### PROBLEM TO SOLVE
Print exactly the lines below between the line holding "Target: house window" and the line holding "Target: downspout pipe", inclusive, and nothing more.
• • • •
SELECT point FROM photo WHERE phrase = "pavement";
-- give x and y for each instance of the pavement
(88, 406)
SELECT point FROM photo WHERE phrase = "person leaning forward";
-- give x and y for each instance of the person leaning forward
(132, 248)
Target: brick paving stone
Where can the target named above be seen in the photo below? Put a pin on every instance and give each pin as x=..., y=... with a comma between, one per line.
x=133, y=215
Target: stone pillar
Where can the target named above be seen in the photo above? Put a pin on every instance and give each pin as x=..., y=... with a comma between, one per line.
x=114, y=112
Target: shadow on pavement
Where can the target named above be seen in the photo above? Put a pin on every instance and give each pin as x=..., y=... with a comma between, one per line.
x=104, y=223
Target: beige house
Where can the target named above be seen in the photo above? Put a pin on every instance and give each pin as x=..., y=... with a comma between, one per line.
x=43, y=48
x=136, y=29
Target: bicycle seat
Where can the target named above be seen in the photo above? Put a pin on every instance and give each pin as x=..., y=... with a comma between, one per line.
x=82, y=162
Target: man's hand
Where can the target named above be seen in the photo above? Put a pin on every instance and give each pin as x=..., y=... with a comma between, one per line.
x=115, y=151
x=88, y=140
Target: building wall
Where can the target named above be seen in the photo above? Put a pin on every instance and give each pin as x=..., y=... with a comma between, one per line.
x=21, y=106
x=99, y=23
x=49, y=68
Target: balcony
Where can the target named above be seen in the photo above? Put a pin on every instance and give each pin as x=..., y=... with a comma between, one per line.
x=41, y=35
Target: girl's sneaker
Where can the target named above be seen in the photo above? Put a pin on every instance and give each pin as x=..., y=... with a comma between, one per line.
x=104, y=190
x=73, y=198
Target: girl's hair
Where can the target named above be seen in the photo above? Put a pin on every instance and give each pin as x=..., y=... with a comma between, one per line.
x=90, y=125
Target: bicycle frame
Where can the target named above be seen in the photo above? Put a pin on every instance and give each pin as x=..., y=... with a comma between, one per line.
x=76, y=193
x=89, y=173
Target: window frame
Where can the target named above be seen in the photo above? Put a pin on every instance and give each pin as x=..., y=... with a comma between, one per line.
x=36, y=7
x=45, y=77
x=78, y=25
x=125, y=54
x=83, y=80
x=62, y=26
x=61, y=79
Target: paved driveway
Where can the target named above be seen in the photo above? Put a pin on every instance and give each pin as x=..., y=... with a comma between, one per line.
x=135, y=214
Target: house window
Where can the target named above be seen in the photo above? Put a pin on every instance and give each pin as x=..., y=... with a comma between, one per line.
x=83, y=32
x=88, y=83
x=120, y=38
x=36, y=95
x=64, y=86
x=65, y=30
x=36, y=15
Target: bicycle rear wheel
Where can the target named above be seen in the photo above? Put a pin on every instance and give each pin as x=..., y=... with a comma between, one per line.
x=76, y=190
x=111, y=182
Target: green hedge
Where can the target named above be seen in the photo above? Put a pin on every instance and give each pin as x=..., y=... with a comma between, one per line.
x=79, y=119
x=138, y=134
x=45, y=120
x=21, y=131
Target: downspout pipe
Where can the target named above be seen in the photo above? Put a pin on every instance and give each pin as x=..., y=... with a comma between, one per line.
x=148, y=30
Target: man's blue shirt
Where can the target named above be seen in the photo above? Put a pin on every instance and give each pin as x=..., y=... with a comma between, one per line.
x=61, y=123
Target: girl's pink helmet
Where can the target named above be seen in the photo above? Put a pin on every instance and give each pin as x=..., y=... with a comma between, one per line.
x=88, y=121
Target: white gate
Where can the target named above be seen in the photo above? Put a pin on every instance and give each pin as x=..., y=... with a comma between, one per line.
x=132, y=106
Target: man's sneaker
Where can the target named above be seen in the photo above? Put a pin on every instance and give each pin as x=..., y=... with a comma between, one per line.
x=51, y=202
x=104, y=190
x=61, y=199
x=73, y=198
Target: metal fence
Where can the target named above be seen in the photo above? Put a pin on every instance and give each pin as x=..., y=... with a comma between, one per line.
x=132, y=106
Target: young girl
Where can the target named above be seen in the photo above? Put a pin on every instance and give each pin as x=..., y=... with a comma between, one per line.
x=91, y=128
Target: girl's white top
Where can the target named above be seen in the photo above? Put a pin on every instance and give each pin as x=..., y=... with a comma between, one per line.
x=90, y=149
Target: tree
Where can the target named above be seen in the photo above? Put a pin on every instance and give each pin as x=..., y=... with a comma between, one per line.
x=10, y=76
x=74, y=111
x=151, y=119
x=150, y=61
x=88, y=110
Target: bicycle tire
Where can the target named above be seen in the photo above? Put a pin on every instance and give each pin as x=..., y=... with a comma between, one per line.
• • • •
### ANSWER SPACE
Target: house window
Where can the target named above be seen in the photo above? Put a pin on every instance and give each pin as x=..., y=... with a comma between, one per line.
x=83, y=32
x=88, y=83
x=120, y=38
x=36, y=95
x=64, y=86
x=65, y=30
x=36, y=15
Target: bicycle rear wheel
Where can the target named above be seen in the photo above? Put a pin on every instance and give each pin as x=..., y=... with a comma between, one per line.
x=76, y=190
x=111, y=182
Target: green hedge
Where can the target named above be seen in the photo above? Put a pin on every instance and give each pin as x=..., y=... with a comma between, one per line.
x=79, y=119
x=138, y=134
x=45, y=120
x=21, y=131
Target: downspout pipe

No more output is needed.